### Extracted text
'''

LIN consciously chose to deny Chapman's claim on the merits; however, this does not translate into automatic waiver of the defense. At the time of its review, LIN was well-aware that the Release presented a potential bar to Plaintiff's claims. The Release, however, also presented a difficult issue of contract interpretation, and one that was potentially academic in the event the underlying claim lacked merit. Chapman not only needed to overcome the Release, but he still had to prove his case on the merits. Thus, the Administrator chose to rest upon what appeared to be the easier ground for dismissal. In light of the Administrator's conclusion that Chapman's claim was meritless, whether or not the Release was a bar became simply irrelevant. Thus, after considering the facts and circumstances surrounding LIN's denial on the merits, the Court concludes that LIN did not waive its defense with respect to the Release.
Because the Court concludes that the language of the Agreement carves an exception for Chapman's claims with respect to both the Supplemental and Qualified Plans, it need not reach the issue of the effect of the Supplemental Plan's anti-alienation provision.

'''

### Stored data
'''

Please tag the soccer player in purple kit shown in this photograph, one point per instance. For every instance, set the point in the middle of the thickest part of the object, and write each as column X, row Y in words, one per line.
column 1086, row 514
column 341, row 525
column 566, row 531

'''

### Stated problem
From the court opinion excerpt, reproduce word for word the passage starting with "Because the Court" and going on through "Plan's anti-alienation provision.".

### Solution to this task
Because the Court concludes that the language of the Agreement carves an exception for Chapman's claims with respect to both the Supplemental and Qualified Plans, it need not reach the issue of the effect of the Supplemental Plan's anti-alienation provision.